_Exercise brief:_ Using the theater blog posts, explain in one to three sentences why Allie chose the live bamboo tree over the fake one.

_Extract provided:_

» Archive for September, 2008

Silk Road Sojourns

Thursday, September 25th, 2008 by jen

If you’re a follower of CAN TV, you may stumble across some familiar faces from SRTP on the CAN show Silk Road Sojourns.

This week, Silk Road Sojourns debuts its print component: Silk Road Sojourns magazine.  Check out the magazine online on the Yohen page.

The inaugural issue includes the Artistic Director’s column, historical timelines, pottery, and an interview with our playwright.

Lee’s Trees

Tuesday, September 23rd, 2008 by Allie

I was nosing around in the theatre last week when my phone rang. It was Lee. He was calling to gently inform me that he had spent way more money than planned on fake foliage. Pause. And there was a very expensive bamboo tree that he wanted. Pause. And if we didn’t want to pay lots of money for the fake one, there was a real one. Pause. But someone would have to water it, and take it out in the sunshine. Fearing the worst for his budget, but also being a bit of a green thumb myself, I agreed to the live plant. Here are the pictures from its arrival at the theater:

Turning the corner at Clark & Washington

Turning the corner at Clark & Washington Note the strategic placement out the sun roof...

_Raw data:_
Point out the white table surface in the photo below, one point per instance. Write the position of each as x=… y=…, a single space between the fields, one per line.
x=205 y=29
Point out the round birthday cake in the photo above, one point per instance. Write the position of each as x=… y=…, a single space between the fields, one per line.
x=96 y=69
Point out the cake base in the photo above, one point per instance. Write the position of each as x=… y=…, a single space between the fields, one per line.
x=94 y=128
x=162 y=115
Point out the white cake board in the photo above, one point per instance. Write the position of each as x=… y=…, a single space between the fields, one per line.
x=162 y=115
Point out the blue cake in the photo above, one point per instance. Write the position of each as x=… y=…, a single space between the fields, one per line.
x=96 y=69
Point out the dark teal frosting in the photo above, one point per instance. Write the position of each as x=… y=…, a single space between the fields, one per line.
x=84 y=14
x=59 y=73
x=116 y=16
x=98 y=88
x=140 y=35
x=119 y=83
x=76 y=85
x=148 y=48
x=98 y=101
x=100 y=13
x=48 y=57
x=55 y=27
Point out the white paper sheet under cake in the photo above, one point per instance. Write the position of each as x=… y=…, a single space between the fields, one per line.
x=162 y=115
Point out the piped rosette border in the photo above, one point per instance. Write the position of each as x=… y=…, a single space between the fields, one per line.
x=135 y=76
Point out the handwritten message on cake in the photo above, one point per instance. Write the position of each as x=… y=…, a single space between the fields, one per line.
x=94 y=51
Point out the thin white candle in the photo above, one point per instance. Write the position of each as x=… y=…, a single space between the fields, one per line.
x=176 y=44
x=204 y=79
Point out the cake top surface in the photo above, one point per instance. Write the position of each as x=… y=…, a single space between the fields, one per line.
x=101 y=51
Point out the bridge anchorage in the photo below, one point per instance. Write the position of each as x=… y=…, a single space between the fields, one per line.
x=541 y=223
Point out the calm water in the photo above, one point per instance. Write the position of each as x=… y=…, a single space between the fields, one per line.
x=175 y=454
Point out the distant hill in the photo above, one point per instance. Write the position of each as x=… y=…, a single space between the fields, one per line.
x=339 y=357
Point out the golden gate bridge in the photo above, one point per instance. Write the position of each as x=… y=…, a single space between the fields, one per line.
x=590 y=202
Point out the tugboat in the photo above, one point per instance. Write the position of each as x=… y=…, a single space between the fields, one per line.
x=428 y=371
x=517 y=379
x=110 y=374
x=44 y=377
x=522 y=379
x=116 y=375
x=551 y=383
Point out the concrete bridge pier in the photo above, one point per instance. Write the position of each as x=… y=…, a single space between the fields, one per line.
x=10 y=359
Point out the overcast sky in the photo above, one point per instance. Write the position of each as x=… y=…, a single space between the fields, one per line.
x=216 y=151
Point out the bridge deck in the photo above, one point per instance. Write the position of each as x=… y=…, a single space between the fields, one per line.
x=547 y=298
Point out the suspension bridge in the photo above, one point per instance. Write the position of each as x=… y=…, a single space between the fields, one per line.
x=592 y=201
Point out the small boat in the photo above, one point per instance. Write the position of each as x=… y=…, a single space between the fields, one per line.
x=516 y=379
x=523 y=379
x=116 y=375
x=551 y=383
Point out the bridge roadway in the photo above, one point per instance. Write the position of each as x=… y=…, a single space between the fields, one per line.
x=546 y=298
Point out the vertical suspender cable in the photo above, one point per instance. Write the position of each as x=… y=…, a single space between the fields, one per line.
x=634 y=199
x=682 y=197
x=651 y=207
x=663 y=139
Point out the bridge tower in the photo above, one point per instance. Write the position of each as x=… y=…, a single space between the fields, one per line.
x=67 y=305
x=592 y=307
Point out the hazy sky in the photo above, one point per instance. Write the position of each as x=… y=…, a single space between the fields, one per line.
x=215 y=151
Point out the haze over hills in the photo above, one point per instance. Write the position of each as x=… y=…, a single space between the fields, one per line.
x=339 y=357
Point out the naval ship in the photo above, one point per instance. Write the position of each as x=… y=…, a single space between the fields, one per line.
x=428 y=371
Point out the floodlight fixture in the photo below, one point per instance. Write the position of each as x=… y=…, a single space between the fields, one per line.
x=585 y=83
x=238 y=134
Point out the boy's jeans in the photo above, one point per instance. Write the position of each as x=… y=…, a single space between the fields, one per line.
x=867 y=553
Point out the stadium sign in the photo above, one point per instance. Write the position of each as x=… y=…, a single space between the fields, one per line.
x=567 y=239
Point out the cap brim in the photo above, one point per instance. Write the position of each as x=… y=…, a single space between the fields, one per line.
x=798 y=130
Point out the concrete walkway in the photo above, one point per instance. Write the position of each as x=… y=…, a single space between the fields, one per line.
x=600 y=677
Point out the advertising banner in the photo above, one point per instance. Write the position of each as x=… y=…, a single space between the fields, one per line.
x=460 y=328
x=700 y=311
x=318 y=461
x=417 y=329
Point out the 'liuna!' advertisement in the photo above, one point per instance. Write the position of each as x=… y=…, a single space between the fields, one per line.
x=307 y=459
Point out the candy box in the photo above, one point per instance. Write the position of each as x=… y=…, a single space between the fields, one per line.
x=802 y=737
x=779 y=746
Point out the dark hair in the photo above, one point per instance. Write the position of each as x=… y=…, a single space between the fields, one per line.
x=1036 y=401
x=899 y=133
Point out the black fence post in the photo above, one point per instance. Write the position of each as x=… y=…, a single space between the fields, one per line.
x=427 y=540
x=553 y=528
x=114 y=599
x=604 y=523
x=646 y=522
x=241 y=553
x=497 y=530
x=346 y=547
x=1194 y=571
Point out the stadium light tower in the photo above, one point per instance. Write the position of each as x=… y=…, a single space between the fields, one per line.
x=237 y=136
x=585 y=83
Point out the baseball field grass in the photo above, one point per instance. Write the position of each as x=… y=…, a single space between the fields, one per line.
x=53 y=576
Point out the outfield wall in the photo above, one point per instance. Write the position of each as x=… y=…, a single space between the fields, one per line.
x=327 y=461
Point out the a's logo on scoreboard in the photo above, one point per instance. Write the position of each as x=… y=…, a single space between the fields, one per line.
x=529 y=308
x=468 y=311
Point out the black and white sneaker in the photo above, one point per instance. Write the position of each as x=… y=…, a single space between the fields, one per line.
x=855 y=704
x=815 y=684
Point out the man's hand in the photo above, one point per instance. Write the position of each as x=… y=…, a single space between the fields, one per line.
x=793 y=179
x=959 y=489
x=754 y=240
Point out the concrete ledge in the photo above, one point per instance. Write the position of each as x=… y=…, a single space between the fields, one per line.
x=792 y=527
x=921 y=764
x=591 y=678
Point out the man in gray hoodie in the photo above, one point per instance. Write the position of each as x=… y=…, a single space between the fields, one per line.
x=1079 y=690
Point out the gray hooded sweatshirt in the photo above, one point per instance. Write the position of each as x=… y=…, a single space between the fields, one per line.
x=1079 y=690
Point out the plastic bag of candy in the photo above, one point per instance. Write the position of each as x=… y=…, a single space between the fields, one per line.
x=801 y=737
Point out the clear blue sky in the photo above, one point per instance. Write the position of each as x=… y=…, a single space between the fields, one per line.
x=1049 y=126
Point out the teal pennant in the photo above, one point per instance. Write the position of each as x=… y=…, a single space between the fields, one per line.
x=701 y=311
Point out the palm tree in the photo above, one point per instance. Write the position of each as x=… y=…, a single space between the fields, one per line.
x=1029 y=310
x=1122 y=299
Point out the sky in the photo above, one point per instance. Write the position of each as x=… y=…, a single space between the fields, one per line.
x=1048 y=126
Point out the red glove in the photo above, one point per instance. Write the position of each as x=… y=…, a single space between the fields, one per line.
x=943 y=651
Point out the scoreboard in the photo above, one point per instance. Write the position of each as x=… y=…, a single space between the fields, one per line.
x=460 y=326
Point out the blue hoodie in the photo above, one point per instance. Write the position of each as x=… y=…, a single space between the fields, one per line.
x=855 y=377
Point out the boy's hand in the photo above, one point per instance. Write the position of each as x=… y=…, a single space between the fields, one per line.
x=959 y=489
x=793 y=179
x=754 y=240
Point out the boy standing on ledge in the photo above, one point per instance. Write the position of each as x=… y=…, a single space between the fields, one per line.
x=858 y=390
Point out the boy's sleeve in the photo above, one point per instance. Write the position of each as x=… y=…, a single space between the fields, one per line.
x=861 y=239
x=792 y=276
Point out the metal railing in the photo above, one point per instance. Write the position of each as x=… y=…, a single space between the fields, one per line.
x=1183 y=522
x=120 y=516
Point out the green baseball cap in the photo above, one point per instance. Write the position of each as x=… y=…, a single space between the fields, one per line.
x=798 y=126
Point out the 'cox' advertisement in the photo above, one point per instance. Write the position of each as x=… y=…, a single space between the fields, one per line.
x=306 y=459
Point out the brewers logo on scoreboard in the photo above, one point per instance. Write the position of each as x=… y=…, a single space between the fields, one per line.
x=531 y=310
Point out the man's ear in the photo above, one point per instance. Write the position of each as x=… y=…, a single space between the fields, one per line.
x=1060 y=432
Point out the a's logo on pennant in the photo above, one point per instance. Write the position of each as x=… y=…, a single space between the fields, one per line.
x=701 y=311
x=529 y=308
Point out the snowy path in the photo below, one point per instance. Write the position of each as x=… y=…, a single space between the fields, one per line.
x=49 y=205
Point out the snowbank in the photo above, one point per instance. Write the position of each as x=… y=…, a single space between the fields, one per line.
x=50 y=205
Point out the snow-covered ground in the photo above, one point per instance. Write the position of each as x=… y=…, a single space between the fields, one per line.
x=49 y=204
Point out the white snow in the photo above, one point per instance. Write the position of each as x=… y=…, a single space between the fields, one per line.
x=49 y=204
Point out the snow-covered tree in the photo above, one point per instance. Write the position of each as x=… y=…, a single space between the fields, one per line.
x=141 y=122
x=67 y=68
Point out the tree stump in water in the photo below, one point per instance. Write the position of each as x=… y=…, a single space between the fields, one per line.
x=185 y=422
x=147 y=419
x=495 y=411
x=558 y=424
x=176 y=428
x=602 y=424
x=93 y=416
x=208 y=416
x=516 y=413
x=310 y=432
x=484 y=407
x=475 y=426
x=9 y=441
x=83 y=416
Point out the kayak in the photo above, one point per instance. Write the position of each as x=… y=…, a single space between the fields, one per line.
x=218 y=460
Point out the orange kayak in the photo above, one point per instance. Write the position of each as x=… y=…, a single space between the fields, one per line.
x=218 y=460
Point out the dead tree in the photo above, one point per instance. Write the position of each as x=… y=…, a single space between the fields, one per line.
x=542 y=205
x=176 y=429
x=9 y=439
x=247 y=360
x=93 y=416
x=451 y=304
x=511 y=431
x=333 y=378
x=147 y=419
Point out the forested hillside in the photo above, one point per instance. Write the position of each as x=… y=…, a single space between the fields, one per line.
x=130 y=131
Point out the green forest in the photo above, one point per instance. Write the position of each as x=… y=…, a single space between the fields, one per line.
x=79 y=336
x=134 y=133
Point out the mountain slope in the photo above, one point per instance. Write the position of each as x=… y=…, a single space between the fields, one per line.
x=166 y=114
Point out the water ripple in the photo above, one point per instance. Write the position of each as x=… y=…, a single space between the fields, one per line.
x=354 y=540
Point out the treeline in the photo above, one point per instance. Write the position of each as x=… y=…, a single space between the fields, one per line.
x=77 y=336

_Response to the task:_ Allie feared the worst for Lee's budget, since he had already spent far more than planned on fake foliage and the fake bamboo tree was very expensive. Being a bit of a green thumb also made Allie willing to take on watering the real tree and taking it out in the sunshine.